__Goal of the exercise__: Look through the records below for the line with "[[565, 87], [169, 198], [270, 202], [503, 208]]". Return that line and each one after it up to and including the line with "[[382, 319]]", exactly.

──────── Supplied data ────────

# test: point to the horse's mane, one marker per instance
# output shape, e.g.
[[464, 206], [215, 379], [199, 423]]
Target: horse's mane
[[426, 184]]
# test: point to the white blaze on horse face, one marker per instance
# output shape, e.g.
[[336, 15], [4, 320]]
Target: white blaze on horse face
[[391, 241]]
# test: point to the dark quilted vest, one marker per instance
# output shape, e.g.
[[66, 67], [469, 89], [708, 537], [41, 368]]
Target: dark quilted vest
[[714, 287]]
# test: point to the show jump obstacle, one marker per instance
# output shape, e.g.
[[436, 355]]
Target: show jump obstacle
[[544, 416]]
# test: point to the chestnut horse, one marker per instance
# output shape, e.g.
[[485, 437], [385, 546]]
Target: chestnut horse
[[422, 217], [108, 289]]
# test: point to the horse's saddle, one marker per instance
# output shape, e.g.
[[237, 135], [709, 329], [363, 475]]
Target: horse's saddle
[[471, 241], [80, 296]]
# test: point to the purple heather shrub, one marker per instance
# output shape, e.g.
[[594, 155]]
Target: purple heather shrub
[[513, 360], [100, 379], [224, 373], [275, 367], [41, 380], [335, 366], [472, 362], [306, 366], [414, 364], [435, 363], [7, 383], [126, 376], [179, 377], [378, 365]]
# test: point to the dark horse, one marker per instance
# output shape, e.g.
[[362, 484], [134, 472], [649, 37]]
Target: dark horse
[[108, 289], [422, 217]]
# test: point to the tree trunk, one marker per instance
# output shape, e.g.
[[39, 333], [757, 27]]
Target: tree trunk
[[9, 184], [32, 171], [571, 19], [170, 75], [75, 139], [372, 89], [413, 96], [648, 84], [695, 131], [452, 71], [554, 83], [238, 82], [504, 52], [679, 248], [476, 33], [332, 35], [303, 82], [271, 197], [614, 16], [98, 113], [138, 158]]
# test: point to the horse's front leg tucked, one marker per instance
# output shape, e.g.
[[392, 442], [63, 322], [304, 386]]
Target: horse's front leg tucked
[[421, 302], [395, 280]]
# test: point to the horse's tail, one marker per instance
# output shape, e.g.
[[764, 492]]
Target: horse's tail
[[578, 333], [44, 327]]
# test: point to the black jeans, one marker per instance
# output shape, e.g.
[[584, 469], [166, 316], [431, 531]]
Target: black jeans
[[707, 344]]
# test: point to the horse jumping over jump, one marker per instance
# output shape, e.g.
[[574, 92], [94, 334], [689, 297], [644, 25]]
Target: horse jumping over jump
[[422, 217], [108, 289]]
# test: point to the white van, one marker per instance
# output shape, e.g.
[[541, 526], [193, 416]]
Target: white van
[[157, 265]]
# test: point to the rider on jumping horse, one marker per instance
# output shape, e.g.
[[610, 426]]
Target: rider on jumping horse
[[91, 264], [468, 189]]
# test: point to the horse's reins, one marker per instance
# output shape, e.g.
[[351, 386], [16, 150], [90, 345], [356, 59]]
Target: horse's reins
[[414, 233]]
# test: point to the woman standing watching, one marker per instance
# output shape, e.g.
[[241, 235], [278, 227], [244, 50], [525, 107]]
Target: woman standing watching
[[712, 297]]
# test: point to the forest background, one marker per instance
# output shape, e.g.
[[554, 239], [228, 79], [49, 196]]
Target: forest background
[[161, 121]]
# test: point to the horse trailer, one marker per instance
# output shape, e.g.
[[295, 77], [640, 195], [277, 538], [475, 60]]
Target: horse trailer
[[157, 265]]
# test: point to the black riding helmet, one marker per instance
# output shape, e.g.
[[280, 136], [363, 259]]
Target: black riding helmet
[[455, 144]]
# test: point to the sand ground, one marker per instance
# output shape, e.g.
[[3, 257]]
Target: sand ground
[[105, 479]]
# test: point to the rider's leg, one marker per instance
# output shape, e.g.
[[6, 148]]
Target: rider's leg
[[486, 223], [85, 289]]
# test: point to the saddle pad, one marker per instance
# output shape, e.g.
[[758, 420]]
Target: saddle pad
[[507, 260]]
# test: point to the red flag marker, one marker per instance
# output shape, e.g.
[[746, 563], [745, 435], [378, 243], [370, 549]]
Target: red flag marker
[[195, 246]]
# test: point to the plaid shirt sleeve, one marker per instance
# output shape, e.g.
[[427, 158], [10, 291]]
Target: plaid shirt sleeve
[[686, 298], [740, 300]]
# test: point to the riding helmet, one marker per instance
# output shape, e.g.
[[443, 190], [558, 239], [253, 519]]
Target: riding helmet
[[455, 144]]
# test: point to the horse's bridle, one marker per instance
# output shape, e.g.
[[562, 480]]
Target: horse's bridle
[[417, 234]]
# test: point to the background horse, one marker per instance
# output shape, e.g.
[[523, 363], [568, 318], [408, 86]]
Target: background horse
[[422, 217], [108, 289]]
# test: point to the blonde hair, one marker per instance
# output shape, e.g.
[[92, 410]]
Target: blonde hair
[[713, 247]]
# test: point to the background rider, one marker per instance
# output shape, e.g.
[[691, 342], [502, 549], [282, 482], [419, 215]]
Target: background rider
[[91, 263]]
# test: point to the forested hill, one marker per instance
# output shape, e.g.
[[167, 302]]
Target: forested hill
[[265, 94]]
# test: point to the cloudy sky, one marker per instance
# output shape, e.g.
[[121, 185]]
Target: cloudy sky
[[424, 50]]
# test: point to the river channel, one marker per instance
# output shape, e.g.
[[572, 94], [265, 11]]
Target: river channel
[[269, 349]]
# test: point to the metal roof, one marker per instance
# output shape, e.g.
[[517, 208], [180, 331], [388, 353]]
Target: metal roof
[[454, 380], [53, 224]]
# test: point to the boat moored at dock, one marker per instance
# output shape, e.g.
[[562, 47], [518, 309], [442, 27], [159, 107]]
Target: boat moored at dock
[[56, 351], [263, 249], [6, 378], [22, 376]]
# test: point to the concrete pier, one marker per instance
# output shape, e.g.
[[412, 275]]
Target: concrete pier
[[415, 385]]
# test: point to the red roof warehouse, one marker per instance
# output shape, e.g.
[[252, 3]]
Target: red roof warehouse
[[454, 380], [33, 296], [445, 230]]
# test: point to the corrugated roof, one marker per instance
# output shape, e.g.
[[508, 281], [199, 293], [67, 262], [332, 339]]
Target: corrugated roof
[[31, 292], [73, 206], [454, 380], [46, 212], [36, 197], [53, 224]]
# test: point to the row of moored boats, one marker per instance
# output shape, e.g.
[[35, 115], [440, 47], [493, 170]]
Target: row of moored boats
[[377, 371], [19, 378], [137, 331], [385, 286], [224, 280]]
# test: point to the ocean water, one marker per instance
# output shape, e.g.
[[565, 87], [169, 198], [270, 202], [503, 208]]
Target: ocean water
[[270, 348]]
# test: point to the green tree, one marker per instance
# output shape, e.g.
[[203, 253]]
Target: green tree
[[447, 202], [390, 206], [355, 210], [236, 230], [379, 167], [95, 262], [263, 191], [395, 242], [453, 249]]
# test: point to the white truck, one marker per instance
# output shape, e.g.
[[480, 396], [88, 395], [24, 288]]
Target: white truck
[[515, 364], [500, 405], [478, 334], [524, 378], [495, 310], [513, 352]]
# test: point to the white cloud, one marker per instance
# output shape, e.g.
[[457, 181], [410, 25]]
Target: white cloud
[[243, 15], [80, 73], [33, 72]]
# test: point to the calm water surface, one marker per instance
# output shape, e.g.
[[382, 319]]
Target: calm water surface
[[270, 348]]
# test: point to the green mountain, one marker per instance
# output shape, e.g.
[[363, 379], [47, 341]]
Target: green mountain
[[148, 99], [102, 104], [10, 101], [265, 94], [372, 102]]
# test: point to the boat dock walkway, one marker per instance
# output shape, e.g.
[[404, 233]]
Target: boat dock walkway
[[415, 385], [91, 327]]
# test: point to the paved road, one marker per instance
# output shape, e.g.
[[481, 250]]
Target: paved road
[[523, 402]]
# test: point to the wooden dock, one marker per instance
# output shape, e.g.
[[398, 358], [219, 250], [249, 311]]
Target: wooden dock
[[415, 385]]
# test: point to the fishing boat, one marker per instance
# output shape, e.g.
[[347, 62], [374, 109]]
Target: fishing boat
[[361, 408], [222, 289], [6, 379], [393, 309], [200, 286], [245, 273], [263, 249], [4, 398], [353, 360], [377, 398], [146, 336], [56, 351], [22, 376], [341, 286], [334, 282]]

────────

__Answer box__:
[[565, 87], [169, 198], [270, 202], [503, 208]]
Target: ocean water
[[270, 348]]
# test: point to the green tree, one marker per instance
# output shape, e.g.
[[203, 253]]
Target: green tree
[[447, 202], [390, 206], [355, 210], [236, 230], [379, 167], [95, 262], [263, 191], [395, 242], [453, 249]]
# test: point to the white truck, one marker per instance
# output shape, e.g.
[[480, 396], [88, 395], [24, 288]]
Target: white truck
[[515, 364], [500, 405], [478, 334], [524, 378], [495, 310], [513, 352]]
# test: point to the white cloud, one marker per instance
# output shape, e.g.
[[457, 181], [410, 25]]
Target: white cloud
[[243, 15], [80, 73], [33, 72]]
# test: point to the calm water surface, one marker per instance
# output shape, e.g.
[[382, 319]]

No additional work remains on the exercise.